**REQUIREMENT:**
Render as a numbered list, skipping blank lines, the part of the rows below that opens with the line containing "search: leafy green tree?" and runs to the end of the rows. Include both ends and nothing else.
===== RECORDS FOR THIS EXERCISE =====
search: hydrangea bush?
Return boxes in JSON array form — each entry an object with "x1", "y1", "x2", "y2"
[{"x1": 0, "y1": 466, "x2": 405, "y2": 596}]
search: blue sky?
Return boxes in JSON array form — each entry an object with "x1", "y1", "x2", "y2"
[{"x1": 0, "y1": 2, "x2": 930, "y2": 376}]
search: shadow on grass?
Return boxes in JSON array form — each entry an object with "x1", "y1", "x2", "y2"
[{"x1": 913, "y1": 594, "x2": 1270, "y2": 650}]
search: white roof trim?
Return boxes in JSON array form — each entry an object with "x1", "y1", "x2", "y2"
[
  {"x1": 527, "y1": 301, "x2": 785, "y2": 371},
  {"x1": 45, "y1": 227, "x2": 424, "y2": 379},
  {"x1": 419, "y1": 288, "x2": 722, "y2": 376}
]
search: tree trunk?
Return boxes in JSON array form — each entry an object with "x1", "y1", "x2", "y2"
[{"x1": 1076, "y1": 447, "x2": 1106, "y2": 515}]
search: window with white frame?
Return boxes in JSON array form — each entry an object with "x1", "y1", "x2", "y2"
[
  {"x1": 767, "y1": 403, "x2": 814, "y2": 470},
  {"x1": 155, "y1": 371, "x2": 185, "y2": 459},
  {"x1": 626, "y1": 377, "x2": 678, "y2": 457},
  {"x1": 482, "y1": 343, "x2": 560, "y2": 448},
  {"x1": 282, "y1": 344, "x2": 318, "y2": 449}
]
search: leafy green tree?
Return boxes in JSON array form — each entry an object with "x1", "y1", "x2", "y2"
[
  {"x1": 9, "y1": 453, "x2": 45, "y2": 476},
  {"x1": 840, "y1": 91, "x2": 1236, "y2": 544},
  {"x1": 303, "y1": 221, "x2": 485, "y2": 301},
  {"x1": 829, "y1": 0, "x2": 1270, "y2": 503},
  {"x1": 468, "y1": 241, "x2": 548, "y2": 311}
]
=====
**THE SOLUTION:**
1. search: leafy green tree?
2. Return boxes in JSON array form — each entry an object with "x1", "y1", "x2", "y2"
3. [
4.   {"x1": 9, "y1": 453, "x2": 45, "y2": 476},
5.   {"x1": 840, "y1": 91, "x2": 1236, "y2": 544},
6.   {"x1": 303, "y1": 221, "x2": 485, "y2": 301},
7.   {"x1": 829, "y1": 0, "x2": 1270, "y2": 503},
8.   {"x1": 468, "y1": 241, "x2": 548, "y2": 311}
9. ]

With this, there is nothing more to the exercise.